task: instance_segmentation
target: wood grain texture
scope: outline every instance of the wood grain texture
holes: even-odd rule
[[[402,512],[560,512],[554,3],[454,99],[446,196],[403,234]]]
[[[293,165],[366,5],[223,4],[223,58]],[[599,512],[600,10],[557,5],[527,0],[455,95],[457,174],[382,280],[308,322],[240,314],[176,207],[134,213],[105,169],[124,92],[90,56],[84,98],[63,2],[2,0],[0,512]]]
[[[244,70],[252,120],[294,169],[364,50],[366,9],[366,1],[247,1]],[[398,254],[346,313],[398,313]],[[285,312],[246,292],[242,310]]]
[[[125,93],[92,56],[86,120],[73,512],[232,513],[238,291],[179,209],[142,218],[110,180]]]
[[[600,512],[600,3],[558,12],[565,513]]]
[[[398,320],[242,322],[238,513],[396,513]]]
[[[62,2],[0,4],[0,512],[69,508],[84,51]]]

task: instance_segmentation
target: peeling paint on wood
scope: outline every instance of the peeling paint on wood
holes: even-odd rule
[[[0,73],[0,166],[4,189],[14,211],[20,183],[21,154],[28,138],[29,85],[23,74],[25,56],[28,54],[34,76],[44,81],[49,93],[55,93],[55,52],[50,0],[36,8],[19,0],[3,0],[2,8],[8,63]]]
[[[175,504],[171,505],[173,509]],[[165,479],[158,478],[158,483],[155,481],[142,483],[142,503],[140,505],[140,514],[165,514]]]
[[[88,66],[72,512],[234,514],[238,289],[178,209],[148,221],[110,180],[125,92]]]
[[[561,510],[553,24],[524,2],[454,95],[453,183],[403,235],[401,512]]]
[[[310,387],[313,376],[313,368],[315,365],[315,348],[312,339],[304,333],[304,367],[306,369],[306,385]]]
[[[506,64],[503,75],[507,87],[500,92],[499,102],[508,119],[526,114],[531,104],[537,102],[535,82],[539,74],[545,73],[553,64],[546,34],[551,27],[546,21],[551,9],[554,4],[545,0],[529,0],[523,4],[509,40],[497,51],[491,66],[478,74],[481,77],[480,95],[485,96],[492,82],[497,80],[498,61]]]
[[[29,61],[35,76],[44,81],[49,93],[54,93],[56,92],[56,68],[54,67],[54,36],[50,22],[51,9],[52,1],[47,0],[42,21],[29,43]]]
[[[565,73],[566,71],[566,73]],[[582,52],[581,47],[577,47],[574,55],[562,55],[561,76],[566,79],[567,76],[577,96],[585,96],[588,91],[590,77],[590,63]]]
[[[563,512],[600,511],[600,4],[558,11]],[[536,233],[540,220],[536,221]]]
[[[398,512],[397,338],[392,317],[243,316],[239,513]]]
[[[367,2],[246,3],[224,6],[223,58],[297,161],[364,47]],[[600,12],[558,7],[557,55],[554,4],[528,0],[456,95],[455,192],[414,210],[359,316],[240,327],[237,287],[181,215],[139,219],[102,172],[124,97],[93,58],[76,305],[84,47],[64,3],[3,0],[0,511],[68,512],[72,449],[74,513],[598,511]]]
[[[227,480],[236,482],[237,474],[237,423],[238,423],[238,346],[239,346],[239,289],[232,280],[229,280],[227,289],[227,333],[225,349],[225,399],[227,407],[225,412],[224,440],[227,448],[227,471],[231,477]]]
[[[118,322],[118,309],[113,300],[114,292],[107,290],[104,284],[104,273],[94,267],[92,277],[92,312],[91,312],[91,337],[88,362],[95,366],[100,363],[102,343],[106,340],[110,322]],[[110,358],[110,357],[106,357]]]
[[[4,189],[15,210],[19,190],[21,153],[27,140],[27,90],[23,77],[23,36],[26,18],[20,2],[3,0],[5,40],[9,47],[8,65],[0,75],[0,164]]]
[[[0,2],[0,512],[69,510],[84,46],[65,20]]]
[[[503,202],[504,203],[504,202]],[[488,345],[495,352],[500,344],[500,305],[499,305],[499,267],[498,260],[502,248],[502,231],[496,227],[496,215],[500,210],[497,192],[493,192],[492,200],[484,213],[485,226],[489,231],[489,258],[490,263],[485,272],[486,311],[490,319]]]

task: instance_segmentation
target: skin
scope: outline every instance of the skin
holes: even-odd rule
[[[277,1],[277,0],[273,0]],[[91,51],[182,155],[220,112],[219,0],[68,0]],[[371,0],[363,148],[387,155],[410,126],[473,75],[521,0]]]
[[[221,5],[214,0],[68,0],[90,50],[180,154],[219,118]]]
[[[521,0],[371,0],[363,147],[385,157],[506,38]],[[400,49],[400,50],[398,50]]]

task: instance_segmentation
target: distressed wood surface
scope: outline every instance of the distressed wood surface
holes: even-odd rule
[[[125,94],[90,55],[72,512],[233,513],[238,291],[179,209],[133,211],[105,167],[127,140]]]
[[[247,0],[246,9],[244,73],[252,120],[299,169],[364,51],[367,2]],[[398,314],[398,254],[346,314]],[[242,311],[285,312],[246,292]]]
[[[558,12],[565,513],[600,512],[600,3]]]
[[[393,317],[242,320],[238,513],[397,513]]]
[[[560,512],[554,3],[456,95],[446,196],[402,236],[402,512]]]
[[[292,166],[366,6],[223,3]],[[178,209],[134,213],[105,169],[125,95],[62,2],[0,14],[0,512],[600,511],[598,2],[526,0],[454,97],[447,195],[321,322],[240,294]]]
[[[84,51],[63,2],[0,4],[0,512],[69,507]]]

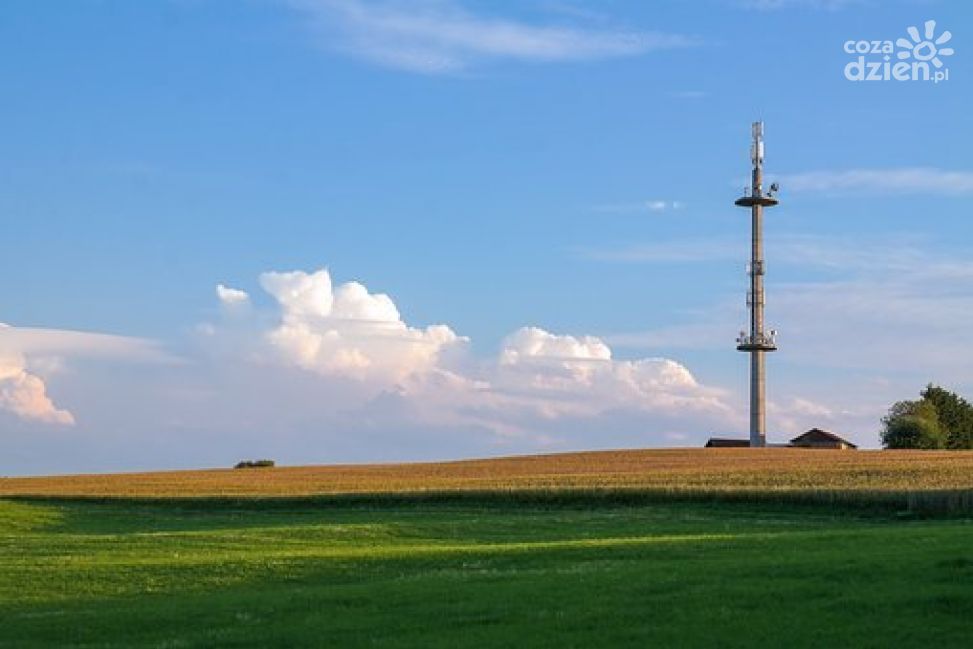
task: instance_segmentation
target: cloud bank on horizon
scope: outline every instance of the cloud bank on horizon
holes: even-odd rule
[[[727,422],[743,425],[726,391],[701,384],[685,365],[660,357],[619,360],[596,336],[525,326],[506,336],[495,355],[478,358],[469,339],[450,326],[411,325],[388,295],[355,281],[334,284],[328,270],[269,271],[259,285],[271,299],[269,309],[254,306],[242,289],[218,284],[220,317],[200,326],[197,347],[179,358],[139,339],[6,327],[0,332],[0,413],[97,436],[86,426],[88,415],[103,417],[88,411],[97,405],[75,400],[69,410],[45,384],[57,377],[71,392],[71,384],[88,381],[75,361],[94,358],[108,368],[168,366],[162,384],[146,379],[139,386],[111,371],[98,374],[103,397],[110,394],[134,411],[117,415],[115,425],[156,440],[178,438],[178,431],[165,429],[173,417],[177,428],[205,431],[237,422],[227,427],[253,426],[272,438],[279,422],[299,416],[312,446],[307,429],[314,424],[308,422],[325,429],[340,422],[342,434],[354,438],[380,421],[390,436],[401,430],[407,438],[420,429],[475,436],[469,442],[481,453],[497,445],[556,448],[565,433],[598,429],[599,421],[624,421],[642,445],[678,443]],[[34,365],[40,369],[31,372]],[[198,379],[200,372],[216,378]],[[291,382],[290,396],[274,396],[281,377]],[[248,394],[261,397],[254,402]],[[606,443],[617,439],[602,436]]]
[[[616,360],[594,336],[522,327],[495,357],[480,359],[448,325],[409,325],[388,295],[354,281],[336,286],[327,270],[271,271],[259,282],[274,301],[273,324],[262,326],[266,318],[256,313],[234,316],[224,323],[229,326],[210,324],[211,338],[233,336],[241,326],[249,332],[236,337],[239,345],[221,345],[224,352],[298,368],[308,380],[350,381],[369,397],[395,394],[438,423],[530,437],[538,420],[628,411],[645,417],[651,435],[660,432],[652,430],[653,414],[695,413],[714,422],[734,416],[725,393],[700,385],[684,365]],[[242,290],[222,285],[217,295],[225,307],[249,301]]]

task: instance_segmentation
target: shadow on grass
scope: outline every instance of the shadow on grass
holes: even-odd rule
[[[593,509],[696,504],[785,508],[835,515],[942,516],[973,514],[973,489],[928,491],[713,488],[528,488],[361,492],[311,496],[0,496],[0,501],[165,506],[185,511],[282,511],[425,506]]]
[[[329,494],[301,497],[49,497],[0,498],[21,510],[20,519],[0,510],[0,523],[17,529],[74,534],[134,534],[225,529],[302,527],[355,522],[363,514],[407,526],[416,515],[461,519],[477,512],[530,518],[544,511],[611,511],[637,508],[659,520],[794,520],[806,524],[836,518],[896,521],[968,517],[973,492],[689,491],[646,489],[532,489]],[[27,528],[24,528],[25,530]]]

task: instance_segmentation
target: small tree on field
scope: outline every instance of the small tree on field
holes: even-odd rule
[[[931,401],[899,401],[882,419],[885,448],[943,448],[946,435]]]

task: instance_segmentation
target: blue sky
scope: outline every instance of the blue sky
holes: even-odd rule
[[[926,382],[973,394],[966,2],[77,0],[2,13],[0,473],[695,445],[743,430],[733,339],[749,233],[732,203],[754,119],[783,186],[767,222],[767,316],[782,332],[772,437],[818,425],[875,445],[884,408]],[[845,78],[846,41],[895,41],[927,20],[953,33],[947,81]],[[387,294],[402,344],[443,324],[463,358],[422,338],[451,360],[390,364],[398,351],[333,314],[301,331],[352,343],[287,347],[274,332],[306,305],[261,274],[322,268],[336,288],[367,287],[355,313]],[[522,327],[548,337],[511,342]],[[571,354],[605,361],[594,338],[614,360],[592,378]],[[507,351],[520,360],[504,365]],[[367,376],[336,369],[351,352]],[[628,400],[605,396],[656,358],[693,383],[653,366]],[[430,373],[490,403],[453,399],[462,413],[447,417]],[[285,384],[283,401],[267,396]],[[256,395],[246,417],[242,395]]]

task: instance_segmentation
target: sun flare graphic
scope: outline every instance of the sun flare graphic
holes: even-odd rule
[[[919,36],[918,27],[909,27],[906,31],[909,33],[909,37],[912,39],[911,41],[908,38],[900,38],[895,41],[895,44],[902,48],[899,50],[900,59],[907,59],[911,56],[917,61],[932,61],[932,64],[938,69],[943,67],[942,59],[939,57],[950,56],[953,53],[953,48],[951,47],[939,47],[944,43],[948,43],[949,39],[953,37],[950,32],[945,31],[939,35],[939,38],[935,41],[933,40],[933,37],[936,35],[935,20],[927,20],[925,22],[925,32],[922,38]]]

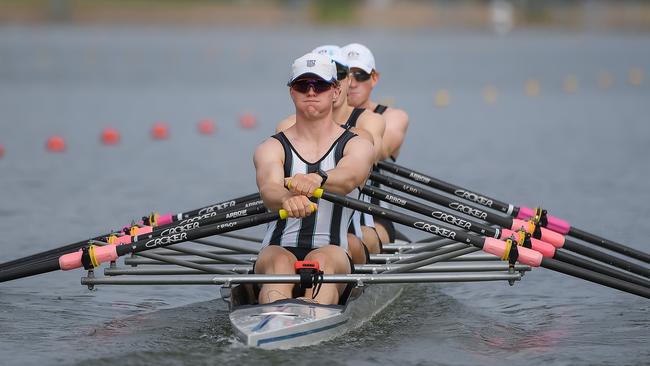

*****

### Your objective
The answer must consist of the line containing "target: sun flare graphic" and every line after it through the end of the records, retyped exactly, with all pictures left out.

### Result of this exercise
target: sun flare graphic
scope: outline every instance of the sun flare graphic
holes: even-odd rule
[[[919,36],[918,27],[909,27],[906,31],[909,33],[909,37],[912,39],[911,41],[908,38],[900,38],[895,41],[895,44],[902,48],[899,50],[900,59],[907,59],[911,56],[917,61],[932,61],[932,64],[938,69],[943,67],[942,59],[939,57],[950,56],[953,53],[953,48],[951,47],[939,47],[944,43],[948,43],[949,39],[953,37],[950,32],[945,31],[939,35],[939,38],[935,41],[933,40],[933,37],[936,35],[935,20],[927,20],[925,22],[925,32],[922,38]]]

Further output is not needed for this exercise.